Trecho:
——

Mais recente, a PEC 66/2023, aprovada em setembro pelo Senado por 72 a 2, exemplifica o padrão. Apelidada de “PEC do calote” pela oposição, ela parcelou precatórios municipais indefinidamente, retirou os federais da meta fiscal até 2026 e abriu R$ 12 bilhões extras no teto de 2026. “O governo usou o instrumento para inserir jabutis expansionistas, afetando a dívida e os juros”, criticou Marinho. Para estados e municípios, o alívio é bilionário: o estoque de precatórios atrasados pode quadruplicar em uma década, segundo o BTG Pactual, mas com juros reduzidos e prazos elásticos. Lula, que indicou Flávio Dino ao STF para blindar decisões fiscais, vê nisso uma vitória municipalista – afinal, prefeitos aliados pressionaram pela aprovação.

——

Dados extraídos:
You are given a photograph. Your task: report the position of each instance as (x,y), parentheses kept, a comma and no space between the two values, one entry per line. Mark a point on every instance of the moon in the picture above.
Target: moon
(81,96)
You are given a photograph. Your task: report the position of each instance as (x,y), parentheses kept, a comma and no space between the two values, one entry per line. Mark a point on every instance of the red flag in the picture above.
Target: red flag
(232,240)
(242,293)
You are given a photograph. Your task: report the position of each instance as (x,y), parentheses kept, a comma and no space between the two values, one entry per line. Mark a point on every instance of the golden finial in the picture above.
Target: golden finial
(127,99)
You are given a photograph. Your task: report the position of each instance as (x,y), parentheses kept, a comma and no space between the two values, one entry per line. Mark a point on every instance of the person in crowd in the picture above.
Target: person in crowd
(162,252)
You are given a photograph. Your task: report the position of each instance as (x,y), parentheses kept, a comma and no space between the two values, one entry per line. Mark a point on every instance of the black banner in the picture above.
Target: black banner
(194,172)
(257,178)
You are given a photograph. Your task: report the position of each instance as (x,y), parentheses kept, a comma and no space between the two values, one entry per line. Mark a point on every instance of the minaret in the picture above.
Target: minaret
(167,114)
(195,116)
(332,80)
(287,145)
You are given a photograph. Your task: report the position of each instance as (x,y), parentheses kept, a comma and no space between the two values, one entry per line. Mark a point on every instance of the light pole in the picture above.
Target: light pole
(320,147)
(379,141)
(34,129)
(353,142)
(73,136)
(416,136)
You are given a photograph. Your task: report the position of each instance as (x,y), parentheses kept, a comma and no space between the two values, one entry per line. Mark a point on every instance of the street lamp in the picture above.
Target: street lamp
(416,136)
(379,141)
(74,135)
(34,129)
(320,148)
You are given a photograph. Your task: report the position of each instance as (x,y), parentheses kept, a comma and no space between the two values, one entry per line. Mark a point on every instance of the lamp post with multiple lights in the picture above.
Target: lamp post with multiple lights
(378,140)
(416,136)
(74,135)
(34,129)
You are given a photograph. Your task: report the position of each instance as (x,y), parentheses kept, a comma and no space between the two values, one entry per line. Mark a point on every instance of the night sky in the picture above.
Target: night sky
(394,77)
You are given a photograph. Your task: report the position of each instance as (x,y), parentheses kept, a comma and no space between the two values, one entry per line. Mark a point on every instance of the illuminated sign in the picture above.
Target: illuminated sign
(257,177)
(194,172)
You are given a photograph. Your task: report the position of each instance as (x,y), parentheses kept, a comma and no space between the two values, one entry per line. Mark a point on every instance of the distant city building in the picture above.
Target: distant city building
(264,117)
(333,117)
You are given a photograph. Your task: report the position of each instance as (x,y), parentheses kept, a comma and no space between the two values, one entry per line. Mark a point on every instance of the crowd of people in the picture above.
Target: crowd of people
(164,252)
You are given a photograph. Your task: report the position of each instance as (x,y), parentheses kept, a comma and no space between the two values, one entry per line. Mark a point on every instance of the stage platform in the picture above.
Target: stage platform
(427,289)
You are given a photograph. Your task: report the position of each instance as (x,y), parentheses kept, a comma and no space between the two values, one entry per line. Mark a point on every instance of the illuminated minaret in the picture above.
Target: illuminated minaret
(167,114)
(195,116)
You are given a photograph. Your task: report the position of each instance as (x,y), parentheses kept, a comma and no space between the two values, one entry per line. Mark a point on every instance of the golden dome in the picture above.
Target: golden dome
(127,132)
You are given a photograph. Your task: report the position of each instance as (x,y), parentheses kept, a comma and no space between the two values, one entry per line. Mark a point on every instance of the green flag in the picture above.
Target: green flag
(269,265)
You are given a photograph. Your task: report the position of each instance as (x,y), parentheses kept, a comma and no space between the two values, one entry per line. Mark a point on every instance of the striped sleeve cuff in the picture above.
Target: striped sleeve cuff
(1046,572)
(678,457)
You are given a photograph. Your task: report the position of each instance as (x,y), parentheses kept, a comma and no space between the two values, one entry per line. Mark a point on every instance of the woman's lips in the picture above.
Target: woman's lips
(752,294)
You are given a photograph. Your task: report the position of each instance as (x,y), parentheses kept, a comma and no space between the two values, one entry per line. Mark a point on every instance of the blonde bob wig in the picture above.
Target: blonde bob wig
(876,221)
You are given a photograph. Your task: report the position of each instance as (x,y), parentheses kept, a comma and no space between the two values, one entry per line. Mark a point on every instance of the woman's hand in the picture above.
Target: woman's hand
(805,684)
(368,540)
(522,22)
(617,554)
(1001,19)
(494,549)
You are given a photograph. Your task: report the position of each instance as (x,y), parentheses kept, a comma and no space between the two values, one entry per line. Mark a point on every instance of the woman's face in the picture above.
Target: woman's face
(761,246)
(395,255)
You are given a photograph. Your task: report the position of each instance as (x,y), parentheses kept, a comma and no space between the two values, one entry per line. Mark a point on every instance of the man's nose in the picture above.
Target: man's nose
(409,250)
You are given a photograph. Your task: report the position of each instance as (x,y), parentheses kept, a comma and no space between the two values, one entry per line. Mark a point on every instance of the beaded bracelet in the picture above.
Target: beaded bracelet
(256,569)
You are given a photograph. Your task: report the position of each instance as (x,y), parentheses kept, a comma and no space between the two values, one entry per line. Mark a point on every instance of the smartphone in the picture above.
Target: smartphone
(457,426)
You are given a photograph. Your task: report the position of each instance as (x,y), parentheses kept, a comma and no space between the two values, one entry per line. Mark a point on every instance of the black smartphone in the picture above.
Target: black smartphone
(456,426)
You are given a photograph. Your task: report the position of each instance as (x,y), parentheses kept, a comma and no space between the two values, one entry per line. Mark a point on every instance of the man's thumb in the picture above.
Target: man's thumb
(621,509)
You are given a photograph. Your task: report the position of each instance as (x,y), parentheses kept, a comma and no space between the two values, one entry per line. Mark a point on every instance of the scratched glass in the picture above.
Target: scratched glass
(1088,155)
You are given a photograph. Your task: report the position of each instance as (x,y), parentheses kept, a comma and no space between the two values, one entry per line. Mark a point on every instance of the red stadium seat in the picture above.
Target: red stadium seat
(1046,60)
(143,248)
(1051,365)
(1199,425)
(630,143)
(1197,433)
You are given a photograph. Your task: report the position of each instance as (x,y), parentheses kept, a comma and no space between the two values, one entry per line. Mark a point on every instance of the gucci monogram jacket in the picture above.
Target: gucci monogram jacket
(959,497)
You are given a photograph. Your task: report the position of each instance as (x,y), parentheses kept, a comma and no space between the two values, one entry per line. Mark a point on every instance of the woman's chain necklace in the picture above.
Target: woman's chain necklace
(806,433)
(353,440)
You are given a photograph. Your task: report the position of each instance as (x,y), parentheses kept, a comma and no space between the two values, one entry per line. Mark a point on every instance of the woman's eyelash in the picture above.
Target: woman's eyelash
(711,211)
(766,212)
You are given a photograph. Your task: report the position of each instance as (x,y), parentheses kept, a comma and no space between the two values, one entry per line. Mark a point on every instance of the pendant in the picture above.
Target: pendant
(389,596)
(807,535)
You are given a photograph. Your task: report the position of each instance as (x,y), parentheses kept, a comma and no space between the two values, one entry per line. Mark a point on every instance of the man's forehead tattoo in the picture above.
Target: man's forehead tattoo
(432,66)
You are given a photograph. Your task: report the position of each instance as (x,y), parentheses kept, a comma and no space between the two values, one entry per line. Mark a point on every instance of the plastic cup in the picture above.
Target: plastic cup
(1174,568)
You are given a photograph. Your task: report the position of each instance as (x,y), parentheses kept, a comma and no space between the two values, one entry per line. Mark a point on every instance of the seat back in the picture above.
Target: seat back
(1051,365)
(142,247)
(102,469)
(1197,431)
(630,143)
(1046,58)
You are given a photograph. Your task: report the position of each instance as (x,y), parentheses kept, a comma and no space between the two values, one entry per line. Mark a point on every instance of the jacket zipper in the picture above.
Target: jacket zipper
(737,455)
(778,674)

——

O que se espera:
Reproduza literalmente o trecho sobre a PEC 66/2023, desde "Mais recente, a" até "pressionaram pela aprovação.".

Resposta:
Mais recente, a PEC 66/2023, aprovada em setembro pelo Senado por 72 a 2, exemplifica o padrão. Apelidada de “PEC do calote” pela oposição, ela parcelou precatórios municipais indefinidamente, retirou os federais da meta fiscal até 2026 e abriu R$ 12 bilhões extras no teto de 2026. “O governo usou o instrumento para inserir jabutis expansionistas, afetando a dívida e os juros”, criticou Marinho. Para estados e municípios, o alívio é bilionário: o estoque de precatórios atrasados pode quadruplicar em uma década, segundo o BTG Pactual, mas com juros reduzidos e prazos elásticos. Lula, que indicou Flávio Dino ao STF para blindar decisões fiscais, vê nisso uma vitória municipalista – afinal, prefeitos aliados pressionaram pela aprovação.